[Data for processing start]

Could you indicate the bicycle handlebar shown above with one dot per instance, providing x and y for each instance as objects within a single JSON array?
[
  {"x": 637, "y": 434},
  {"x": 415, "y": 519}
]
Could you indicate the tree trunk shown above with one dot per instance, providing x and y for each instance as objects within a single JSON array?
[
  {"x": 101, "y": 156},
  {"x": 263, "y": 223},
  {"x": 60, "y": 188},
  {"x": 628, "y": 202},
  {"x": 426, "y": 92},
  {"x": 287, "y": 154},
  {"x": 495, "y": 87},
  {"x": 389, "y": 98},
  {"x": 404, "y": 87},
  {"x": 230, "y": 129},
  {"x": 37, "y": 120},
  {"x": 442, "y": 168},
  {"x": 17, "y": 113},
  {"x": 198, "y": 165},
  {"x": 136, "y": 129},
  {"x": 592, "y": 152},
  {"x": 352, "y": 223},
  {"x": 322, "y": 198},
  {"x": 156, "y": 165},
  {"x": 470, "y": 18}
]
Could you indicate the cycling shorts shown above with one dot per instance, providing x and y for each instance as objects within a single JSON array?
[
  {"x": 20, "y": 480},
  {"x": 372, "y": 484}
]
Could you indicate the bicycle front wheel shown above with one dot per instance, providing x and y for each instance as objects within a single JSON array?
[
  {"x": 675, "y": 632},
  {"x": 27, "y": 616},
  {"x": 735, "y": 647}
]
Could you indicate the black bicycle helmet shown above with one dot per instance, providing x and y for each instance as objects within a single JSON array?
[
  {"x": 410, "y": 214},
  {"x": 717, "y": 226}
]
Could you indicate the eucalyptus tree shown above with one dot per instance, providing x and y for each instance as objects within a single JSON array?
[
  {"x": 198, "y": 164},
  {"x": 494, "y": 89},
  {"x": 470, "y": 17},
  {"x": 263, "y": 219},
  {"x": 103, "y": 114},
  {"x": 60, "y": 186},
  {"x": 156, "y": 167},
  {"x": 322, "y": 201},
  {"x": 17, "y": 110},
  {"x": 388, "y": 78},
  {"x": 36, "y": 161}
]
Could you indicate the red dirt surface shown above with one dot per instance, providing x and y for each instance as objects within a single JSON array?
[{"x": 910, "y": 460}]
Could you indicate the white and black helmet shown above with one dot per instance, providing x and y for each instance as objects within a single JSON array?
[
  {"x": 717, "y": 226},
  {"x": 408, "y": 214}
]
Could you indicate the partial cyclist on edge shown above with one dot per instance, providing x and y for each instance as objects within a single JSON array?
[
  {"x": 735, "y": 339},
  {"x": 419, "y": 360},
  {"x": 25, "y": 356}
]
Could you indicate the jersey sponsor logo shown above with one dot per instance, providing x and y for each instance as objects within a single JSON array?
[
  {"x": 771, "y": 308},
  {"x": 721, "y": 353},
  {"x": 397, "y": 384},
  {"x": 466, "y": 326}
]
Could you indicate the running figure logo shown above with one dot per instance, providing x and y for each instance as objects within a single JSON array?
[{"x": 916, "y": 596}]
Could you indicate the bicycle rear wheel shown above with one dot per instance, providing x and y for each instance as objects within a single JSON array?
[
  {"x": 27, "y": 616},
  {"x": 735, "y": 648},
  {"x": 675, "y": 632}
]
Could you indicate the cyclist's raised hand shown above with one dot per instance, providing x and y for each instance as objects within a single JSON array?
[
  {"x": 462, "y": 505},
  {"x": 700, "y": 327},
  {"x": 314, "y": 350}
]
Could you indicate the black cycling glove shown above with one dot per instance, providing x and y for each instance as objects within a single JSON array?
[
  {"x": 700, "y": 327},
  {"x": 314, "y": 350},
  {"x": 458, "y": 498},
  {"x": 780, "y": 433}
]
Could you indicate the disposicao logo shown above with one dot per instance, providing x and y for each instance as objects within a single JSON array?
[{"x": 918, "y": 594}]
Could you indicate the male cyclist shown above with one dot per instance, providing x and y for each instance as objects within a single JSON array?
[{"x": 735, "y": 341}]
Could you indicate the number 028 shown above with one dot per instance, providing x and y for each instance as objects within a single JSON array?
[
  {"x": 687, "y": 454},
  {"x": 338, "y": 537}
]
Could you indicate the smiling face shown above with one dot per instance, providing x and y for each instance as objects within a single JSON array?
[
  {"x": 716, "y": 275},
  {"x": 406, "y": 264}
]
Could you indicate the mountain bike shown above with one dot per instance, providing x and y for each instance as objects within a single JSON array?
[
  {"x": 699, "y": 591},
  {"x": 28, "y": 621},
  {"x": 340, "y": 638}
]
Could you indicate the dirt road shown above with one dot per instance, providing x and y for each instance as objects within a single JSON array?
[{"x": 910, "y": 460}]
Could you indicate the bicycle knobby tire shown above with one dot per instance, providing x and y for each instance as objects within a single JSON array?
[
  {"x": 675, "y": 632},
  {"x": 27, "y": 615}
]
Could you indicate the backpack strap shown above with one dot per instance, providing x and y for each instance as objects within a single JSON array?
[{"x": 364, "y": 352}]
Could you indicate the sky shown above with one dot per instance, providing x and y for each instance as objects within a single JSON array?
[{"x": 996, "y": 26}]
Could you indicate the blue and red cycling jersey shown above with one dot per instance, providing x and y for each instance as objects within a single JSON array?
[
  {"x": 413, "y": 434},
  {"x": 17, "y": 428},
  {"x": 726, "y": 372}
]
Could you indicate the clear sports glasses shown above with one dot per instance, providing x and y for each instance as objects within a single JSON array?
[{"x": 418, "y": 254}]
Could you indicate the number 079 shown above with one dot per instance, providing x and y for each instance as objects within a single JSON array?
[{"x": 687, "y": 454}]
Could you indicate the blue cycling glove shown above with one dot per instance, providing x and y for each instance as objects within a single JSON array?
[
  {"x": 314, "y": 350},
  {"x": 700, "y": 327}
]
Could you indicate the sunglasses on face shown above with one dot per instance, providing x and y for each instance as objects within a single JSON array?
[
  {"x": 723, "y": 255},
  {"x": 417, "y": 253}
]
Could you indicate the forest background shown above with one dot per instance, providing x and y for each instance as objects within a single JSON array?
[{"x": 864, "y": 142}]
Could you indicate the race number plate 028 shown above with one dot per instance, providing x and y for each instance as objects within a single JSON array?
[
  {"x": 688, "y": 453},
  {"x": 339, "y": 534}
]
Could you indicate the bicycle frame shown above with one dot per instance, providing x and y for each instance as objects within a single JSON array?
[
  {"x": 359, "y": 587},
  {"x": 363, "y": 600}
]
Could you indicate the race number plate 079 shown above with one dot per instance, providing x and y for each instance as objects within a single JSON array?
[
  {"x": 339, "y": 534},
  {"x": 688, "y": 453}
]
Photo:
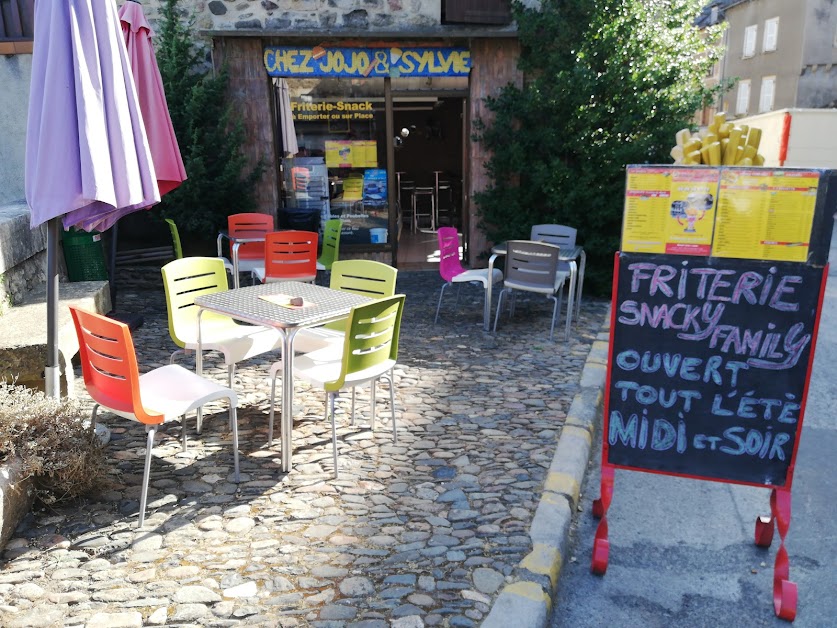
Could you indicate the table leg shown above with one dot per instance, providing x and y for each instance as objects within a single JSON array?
[
  {"x": 571, "y": 298},
  {"x": 486, "y": 309},
  {"x": 198, "y": 371},
  {"x": 581, "y": 268},
  {"x": 287, "y": 419}
]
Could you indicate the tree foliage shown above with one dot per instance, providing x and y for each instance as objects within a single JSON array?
[
  {"x": 608, "y": 83},
  {"x": 219, "y": 182}
]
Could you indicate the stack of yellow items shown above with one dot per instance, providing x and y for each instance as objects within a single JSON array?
[{"x": 721, "y": 144}]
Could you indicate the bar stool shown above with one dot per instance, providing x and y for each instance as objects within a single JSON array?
[
  {"x": 444, "y": 189},
  {"x": 424, "y": 193},
  {"x": 405, "y": 192}
]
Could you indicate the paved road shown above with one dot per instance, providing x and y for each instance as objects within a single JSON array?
[{"x": 682, "y": 552}]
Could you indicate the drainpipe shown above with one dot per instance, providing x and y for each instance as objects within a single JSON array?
[{"x": 783, "y": 142}]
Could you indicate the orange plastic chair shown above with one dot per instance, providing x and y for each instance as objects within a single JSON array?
[
  {"x": 289, "y": 256},
  {"x": 111, "y": 375},
  {"x": 249, "y": 254}
]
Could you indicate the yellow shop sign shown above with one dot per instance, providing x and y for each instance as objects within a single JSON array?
[{"x": 329, "y": 111}]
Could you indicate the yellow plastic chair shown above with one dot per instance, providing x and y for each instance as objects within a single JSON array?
[
  {"x": 358, "y": 276},
  {"x": 368, "y": 354},
  {"x": 185, "y": 280},
  {"x": 331, "y": 244},
  {"x": 175, "y": 239}
]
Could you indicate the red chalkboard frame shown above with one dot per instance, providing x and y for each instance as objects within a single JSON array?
[{"x": 784, "y": 590}]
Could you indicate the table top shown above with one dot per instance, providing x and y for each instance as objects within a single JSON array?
[
  {"x": 321, "y": 305},
  {"x": 567, "y": 253},
  {"x": 238, "y": 239}
]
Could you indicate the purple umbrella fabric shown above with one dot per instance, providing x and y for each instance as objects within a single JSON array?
[{"x": 88, "y": 158}]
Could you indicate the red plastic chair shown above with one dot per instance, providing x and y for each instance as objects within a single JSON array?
[
  {"x": 111, "y": 375},
  {"x": 289, "y": 256},
  {"x": 450, "y": 268},
  {"x": 249, "y": 254}
]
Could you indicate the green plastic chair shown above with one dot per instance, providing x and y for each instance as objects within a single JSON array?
[
  {"x": 358, "y": 276},
  {"x": 175, "y": 239},
  {"x": 368, "y": 354},
  {"x": 331, "y": 244}
]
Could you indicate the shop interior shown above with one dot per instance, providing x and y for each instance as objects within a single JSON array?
[{"x": 340, "y": 169}]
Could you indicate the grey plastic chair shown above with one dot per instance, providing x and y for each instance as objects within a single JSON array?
[{"x": 533, "y": 267}]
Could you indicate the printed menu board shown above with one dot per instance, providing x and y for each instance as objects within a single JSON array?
[
  {"x": 755, "y": 213},
  {"x": 669, "y": 210},
  {"x": 765, "y": 214}
]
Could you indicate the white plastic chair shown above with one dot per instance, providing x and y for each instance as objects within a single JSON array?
[
  {"x": 186, "y": 279},
  {"x": 111, "y": 375},
  {"x": 533, "y": 267}
]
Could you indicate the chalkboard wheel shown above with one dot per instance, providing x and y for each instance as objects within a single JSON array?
[
  {"x": 601, "y": 549},
  {"x": 785, "y": 602},
  {"x": 764, "y": 531}
]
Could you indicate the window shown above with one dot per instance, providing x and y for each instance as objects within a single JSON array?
[
  {"x": 750, "y": 35},
  {"x": 742, "y": 103},
  {"x": 771, "y": 35},
  {"x": 768, "y": 90}
]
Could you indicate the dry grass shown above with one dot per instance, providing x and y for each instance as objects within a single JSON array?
[{"x": 50, "y": 437}]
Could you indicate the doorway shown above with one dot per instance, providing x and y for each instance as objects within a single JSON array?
[{"x": 429, "y": 152}]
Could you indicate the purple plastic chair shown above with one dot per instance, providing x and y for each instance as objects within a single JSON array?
[{"x": 450, "y": 268}]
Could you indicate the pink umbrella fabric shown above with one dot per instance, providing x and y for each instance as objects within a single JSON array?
[
  {"x": 152, "y": 98},
  {"x": 87, "y": 153},
  {"x": 286, "y": 120}
]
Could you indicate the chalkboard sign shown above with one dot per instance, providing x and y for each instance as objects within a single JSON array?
[{"x": 709, "y": 365}]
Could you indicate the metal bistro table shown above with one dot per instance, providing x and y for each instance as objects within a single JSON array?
[
  {"x": 321, "y": 305},
  {"x": 235, "y": 243},
  {"x": 567, "y": 254}
]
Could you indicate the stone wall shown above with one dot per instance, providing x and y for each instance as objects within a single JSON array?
[
  {"x": 15, "y": 71},
  {"x": 309, "y": 14},
  {"x": 22, "y": 254}
]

[Data for processing end]

**Short problem:** Everything from the line containing "Could you indicate the chalkboard wheel" to the end of the data above should be quoted exactly, please, both ends included, and nothing outside that span.

**Answer:**
Could you indicate the chalkboard wheel shown above with one dot per instance, providing x and y for each instance as objects within a single JSON array?
[
  {"x": 601, "y": 549},
  {"x": 785, "y": 602},
  {"x": 764, "y": 531}
]
Could you indicate the window shown above with one dot per instance, providing x and y for each instance as objects within a single JSON array?
[
  {"x": 750, "y": 35},
  {"x": 742, "y": 103},
  {"x": 771, "y": 35},
  {"x": 768, "y": 90}
]
Could you indicate the dry grass shown above with one dot per instance, providing x and y for each instance as objects within a single JSON array?
[{"x": 50, "y": 437}]
Could you indicate the doorway shown above with one dot per instance, providing x and y for each instance as objects within a single JSON array?
[{"x": 429, "y": 152}]
Could you indicate the purple plastic chair shown above with one dot per instance, providing x and y for each instance as objects within a single JSON array?
[{"x": 450, "y": 268}]
Could you indicate the pink umbrella fabric shown above with one dot per instance, providing x and y for each instance as objects within a single JSON array?
[
  {"x": 152, "y": 98},
  {"x": 87, "y": 153},
  {"x": 286, "y": 120}
]
Could you indicate the chalkboard sign shown above with one dot per instance, providing x and y for each instance as objects within a single JSON array?
[{"x": 709, "y": 365}]
Could you indicate the metal bistro table shown above with one dot per instance, providing x and y for each instance as objects within a single JSON array?
[
  {"x": 321, "y": 305},
  {"x": 235, "y": 243},
  {"x": 567, "y": 254}
]
Could you indicate the stone wall shown above with one dot per instance, providing x and y for each instance as objects within a single JSON array?
[
  {"x": 15, "y": 71},
  {"x": 309, "y": 14},
  {"x": 22, "y": 254}
]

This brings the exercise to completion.